— Brief 1 —
Quote the Mplus missing-data thread word for word, the stretch from "This is explained" through "this default setting?".
— Brief 2 —
List the time of day stamped on each post in the Mplus missing-data thread, in order.
— Brief 3 —
Carry on the Mplus missing-data thread from its last post.

— Source extract —
--------------------------------------------------
Linda K. Muthen posted on Monday, February 09, 2015 - 5:48 am

This is explained on pages 7-8 of the current user's guide. It varies by the estimator being used.

R McDowell posted on Friday, February 13, 2015 - 8:24 am

Thank you. I've had a look at the manual but am still not exactly clear what Mplus is doing in the default setting. My indicators are continuous and I'm using MLR to estimate the factor model. Is Mplus using all available indicators to estimate the factor loadings, but not trying to estimate the missing indicators in doing so, or is it trying to estimate these before calculating the loadings? What is the missingness assumption of this default setting?

Linda K. Muthen posted on Friday, February 13, 2015 - 9:34 am

Mplus uses all available information to estimate the full model at the same time. You should see the reference in the user's guide for further information.

R McDowell posted on Sunday, February 15, 2015 - 9:37 am

Thanks, I gather it's using FIML. When I run a similar model with categorical indicators, missing data and the WLSMV estimator, I see the default is also a solution in which only the observations with have all data missing are excluded. What is happening in this instance?

Linda K. Muthen posted on Sunday, February 15, 2015 - 11:06 am

Yes,it is FIML with MLR. As it says in the user's guide, with WLSMV and no covariates it is pairwise present.
--------------------------------------------------
— Data extract —
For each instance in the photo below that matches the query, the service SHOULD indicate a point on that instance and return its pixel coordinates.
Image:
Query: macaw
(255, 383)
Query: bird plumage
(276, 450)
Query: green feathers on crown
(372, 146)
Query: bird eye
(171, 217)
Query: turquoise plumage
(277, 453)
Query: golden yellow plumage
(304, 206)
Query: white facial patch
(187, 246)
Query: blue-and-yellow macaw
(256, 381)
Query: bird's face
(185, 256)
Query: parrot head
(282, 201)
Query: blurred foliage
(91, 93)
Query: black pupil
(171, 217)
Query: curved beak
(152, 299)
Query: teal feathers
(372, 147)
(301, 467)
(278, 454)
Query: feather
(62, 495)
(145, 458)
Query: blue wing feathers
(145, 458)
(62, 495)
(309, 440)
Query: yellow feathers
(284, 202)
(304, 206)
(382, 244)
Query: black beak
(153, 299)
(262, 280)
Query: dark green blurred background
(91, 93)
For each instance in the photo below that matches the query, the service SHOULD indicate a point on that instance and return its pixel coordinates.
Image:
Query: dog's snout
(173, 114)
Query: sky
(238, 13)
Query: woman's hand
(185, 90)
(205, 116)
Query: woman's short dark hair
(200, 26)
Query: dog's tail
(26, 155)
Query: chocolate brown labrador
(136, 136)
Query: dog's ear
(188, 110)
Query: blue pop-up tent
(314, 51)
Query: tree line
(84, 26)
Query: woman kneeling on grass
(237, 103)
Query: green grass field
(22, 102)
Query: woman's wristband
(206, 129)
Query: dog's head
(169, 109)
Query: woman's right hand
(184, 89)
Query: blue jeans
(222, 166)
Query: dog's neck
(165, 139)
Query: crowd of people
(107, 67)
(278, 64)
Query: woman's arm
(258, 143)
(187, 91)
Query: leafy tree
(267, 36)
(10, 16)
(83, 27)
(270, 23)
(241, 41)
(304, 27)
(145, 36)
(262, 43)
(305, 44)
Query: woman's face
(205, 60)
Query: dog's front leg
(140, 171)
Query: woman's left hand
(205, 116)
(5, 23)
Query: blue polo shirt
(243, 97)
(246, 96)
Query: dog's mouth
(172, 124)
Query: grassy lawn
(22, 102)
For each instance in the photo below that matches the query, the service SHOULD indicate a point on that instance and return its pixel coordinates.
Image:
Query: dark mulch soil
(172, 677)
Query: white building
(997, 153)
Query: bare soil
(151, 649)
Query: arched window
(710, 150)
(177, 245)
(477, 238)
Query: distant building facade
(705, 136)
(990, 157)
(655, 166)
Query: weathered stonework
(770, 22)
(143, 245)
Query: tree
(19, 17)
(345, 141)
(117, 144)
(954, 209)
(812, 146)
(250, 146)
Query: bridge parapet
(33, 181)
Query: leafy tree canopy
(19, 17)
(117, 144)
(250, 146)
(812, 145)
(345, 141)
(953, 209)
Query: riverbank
--------------------------------------------------
— Reply 1 —
This is explained on pages 7-8 of the current user's guide. It varies by the estimator being used.

R McDowell posted on Friday, February 13, 2015 - 8:24 am

Thank you. I've had a look at the manual but am still not exactly clear what Mplus is doing in the default setting. My indicators are continuous and I'm using MLR to estimate the factor model. Is Mplus using all available indicators to estimate the factor loadings, but not trying to estimate the missing indicators in doing so, or is it trying to estimate these before calculating the loadings? What is the missingness assumption of this default setting?

— Reply 2 —
5:48 am, 8:24 am, 9:34 am, 9:37 am, 11:06 am

— Reply 3 —
R McDowell posted on Sunday, February 15, 2015 - 11:14 am

Many thanks for clarifying this for me.

Shirley posted on Monday, April 11, 2016 - 1:21 am

Dear Dr. Muthen,
I am trying to conduct a confirmatory factor analysis, where the item data were modeled as ordinal variables. I have several questions:
1. Due to the discontinue rule (i.e., test administration discontinued after X consecutive scores of 0s), there is a considerable amount of missing data present in the data. Currently, I specified MLR as the estimator in the Analysis section, with the goal of using all the information available. May I check if this is a correct strategy?

2. The estimation of the CFA model terminated normally. However, the following warning message was printed in the output *** ONE OR MORE PARAMETERS WERE FIXED TO AVOID SINGULARITY OF THE INFORMATION MATRIX. THE SINGULARITY IS MOST LIKELY BECAUSE THE MODEL IS NOT IDENTIFIED, OR BECAUSE OF EMPTY CELLS IN THE JOINT DISTRIBUTION OF THE CATEGORICAL VARIABLES IN THE MODEL. THE FOLLOWING PARAMETERS WERE FIXED: Parameter 14, f BY Q15,Parameter 10, f BY Q11, and Parameter 9, f BY Q10.*** There are blank cells in the cross-tabulations of item 10 with other item(s), which is the case for item 15 as well. As to item 11, I didn't find any blank cells in cross-tabulation of item 11 and any other item, and couldn't figure out what could cause problem for this item. Would appreciate your insight.

Thank you!

Linda K. Muthen posted on Monday, April 11, 2016 - 10:06 am

Please send the output and your license number to support@statmodel.com.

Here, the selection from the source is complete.